## Start

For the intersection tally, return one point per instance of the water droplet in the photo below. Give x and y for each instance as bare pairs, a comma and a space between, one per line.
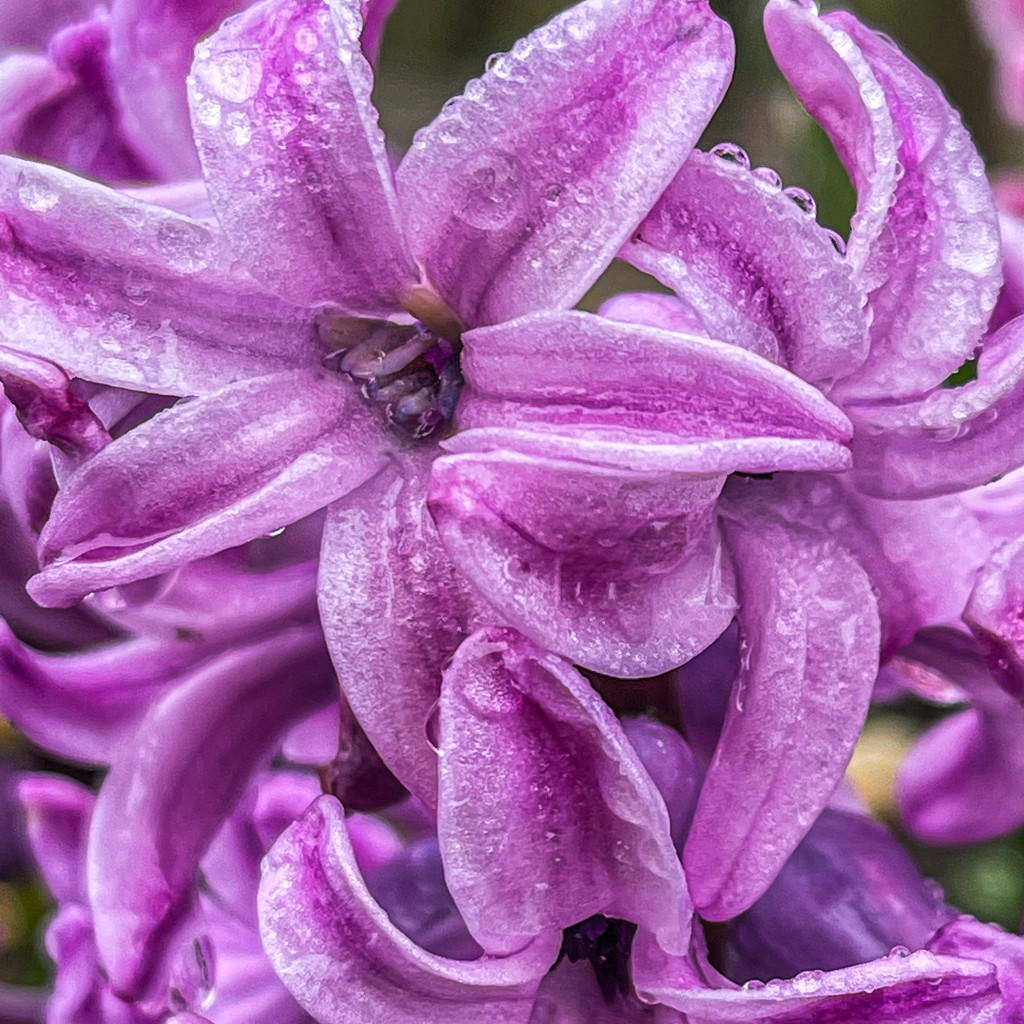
769, 176
732, 154
803, 199
839, 243
492, 190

## End

§ WHAT IS BEING ASKED: Extract the records above verbatim, line by line, and leave out the pictures.

§ EXERCISE OUTPUT:
For the intersection tally, return one point per instance of the water droplet in the photo below. Give x and y for each instance as bare pairs, a comma and a space between, one per line.
769, 176
732, 154
803, 199
839, 243
492, 190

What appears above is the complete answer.